Data entries =
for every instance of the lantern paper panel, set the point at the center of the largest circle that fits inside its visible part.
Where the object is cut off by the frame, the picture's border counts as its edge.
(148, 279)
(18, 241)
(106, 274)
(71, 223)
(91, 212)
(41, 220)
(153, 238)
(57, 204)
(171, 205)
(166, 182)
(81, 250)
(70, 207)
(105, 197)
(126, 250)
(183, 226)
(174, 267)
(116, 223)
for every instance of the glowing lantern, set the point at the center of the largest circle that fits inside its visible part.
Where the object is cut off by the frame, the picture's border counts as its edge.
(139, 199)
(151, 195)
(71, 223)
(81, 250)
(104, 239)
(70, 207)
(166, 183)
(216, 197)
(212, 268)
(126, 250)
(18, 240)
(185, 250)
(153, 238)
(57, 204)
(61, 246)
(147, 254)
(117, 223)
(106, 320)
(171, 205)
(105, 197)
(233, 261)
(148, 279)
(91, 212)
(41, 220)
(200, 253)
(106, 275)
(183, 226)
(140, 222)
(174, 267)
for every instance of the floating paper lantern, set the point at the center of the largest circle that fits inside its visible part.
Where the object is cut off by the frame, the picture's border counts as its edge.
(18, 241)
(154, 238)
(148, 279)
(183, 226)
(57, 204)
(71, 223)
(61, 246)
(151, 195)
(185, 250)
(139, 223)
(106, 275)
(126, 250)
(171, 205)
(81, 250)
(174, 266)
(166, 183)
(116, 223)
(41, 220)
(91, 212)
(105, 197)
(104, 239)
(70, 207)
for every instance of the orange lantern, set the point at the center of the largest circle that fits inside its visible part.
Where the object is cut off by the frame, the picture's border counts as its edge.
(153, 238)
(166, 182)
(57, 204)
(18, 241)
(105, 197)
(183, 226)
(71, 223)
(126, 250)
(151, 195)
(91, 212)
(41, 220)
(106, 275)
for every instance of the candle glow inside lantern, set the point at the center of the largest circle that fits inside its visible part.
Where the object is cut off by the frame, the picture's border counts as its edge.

Written task = Write the entire listing out again, word for word.

Final result =
for every instance of the lantern paper panel, set the point at the center of the largest circle that fits inside its visible part.
Where the object is cut off by the frame, the picture's border counts as its edge.
(148, 279)
(18, 241)
(106, 274)
(71, 223)
(91, 212)
(41, 220)
(153, 238)
(57, 204)
(171, 205)
(166, 182)
(81, 250)
(70, 207)
(105, 197)
(126, 250)
(183, 226)
(174, 267)
(116, 223)
for every instance of the glowing lantern, set the point at the center of the largest circle that fits inside its visible part.
Where the object is cut off by the frame, the picture's border counts as its edge.
(139, 199)
(151, 195)
(71, 223)
(81, 250)
(104, 239)
(70, 207)
(166, 183)
(216, 197)
(212, 268)
(126, 250)
(18, 240)
(185, 250)
(153, 238)
(57, 204)
(61, 246)
(147, 254)
(117, 223)
(106, 320)
(171, 205)
(105, 197)
(233, 261)
(148, 279)
(91, 212)
(41, 220)
(200, 253)
(106, 275)
(183, 226)
(140, 222)
(174, 267)
for every instance of the floating paper lantern, set the point at the center of the largest circle that fits inside its visible part.
Where the object is cut off by the frame, the picture's border counts as its edge.
(18, 241)
(154, 238)
(148, 279)
(183, 226)
(57, 204)
(71, 223)
(61, 246)
(151, 195)
(185, 250)
(139, 223)
(106, 275)
(126, 250)
(171, 205)
(81, 250)
(174, 266)
(166, 183)
(116, 223)
(41, 220)
(91, 212)
(105, 197)
(104, 239)
(70, 207)
for every instance of the orange lantern, set the point at the center of the largest circle that fits inside its visible part.
Where the object is cut off by the frame, the picture's border counts as its edge.
(153, 238)
(166, 182)
(57, 204)
(18, 241)
(105, 197)
(183, 226)
(71, 223)
(126, 250)
(151, 195)
(91, 212)
(41, 220)
(106, 275)
for every instance of the candle glow inside lantern, set the point at the center of the largest circle that fits inside its visible part.
Where the object is cut off by the frame, the picture's border counts as its edge.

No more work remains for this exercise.